Carl Jung and The Power of the Shadow

The Way To Becoming Your True Self

“Filling the conscious mind with ideal conceptions is a characteristic of Western theosophy, but not the confrontation with the shadow and the world of darkness. One does not become enlightened by imagining figures of light, but by making the darkness conscious.”

“The Philosophical Tree” (1945). In CW 13: Alchemical Studies. P.335

There exists a side to ourselves that we are, unknowingly or knowingly, in a constant struggle against. We refuse to acknowledge it; it exists in the underworld, never to be seen. This is referred to as the shadow and it includes the aspects of our character that have been deemed inappropriate by those outside.

Our natural energy, spontaneity, vitality and sexuality are cast behind our consciousness and into the shadow, hiding from the sight of those who might lay scorn upon us. This begins during the childhood and will continue throughout life if it is never confronted. Most never dare to face their shadow and as a consequence, they become host to a world of internal conflict.

The problem here is that, after years of being told how to be, people grow to identify themselves with their appointed mask and see themselves only as good, respectable and clean — the way the world wants them to be.

## INFORMATION GIVEN
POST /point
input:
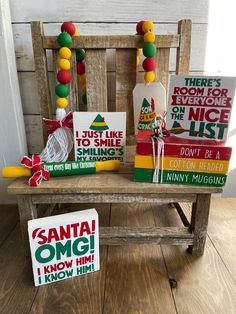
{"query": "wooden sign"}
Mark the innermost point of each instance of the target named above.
(184, 148)
(182, 177)
(99, 136)
(200, 106)
(148, 100)
(185, 161)
(64, 246)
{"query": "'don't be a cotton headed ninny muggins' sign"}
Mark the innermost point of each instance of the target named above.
(200, 106)
(64, 246)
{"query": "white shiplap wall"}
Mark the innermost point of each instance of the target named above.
(97, 17)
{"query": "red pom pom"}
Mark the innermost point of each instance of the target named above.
(64, 77)
(139, 28)
(68, 27)
(149, 64)
(80, 68)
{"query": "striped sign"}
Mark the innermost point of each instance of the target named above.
(182, 177)
(184, 148)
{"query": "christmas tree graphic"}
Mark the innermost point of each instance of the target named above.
(99, 124)
(177, 128)
(147, 115)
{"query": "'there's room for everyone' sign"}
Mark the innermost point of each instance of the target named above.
(200, 106)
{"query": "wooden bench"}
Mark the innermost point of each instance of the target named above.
(115, 187)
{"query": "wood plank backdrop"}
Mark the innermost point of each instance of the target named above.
(97, 18)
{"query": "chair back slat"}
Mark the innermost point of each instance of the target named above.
(96, 79)
(74, 95)
(96, 67)
(125, 83)
(183, 51)
(41, 72)
(162, 70)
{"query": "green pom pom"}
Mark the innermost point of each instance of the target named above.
(62, 90)
(80, 54)
(64, 39)
(84, 98)
(149, 50)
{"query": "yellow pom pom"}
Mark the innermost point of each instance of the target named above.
(64, 64)
(139, 52)
(149, 77)
(62, 102)
(83, 88)
(148, 26)
(65, 53)
(82, 79)
(76, 31)
(149, 37)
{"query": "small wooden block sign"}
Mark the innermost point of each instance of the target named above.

## GIVEN EXERCISE A
Do these statements agree with the piece on Carl Jung and the shadow? Answer yes or no for each, and quote the words that decide it. (i) The shadow includes parts of our character that other people have judged inappropriate. (ii) Pushing traits into the shadow begins in adulthood. (iii) Most people face their shadow.
## GIVEN EXERCISE B
Repeat the part of the piece on Carl Jung and the shadow that starts at "There exists a" and ends at "of internal conflict.".

## OUTPUT A
(i) Yes: "it includes the aspects of our character that have been deemed inappropriate by those outside."
(ii) No: "This begins during the childhood"
(iii) No: "Most never dare to face their shadow"

## OUTPUT B
There exists a side to ourselves that we are, unknowingly or knowingly, in a constant struggle against. We refuse to acknowledge it; it exists in the underworld, never to be seen. This is referred to as the shadow and it includes the aspects of our character that have been deemed inappropriate by those outside.

Our natural energy, spontaneity, vitality and sexuality are cast behind our consciousness and into the shadow, hiding from the sight of those who might lay scorn upon us. This begins during the childhood and will continue throughout life if it is never confronted. Most never dare to face their shadow and as a consequence, they become host to a world of internal conflict.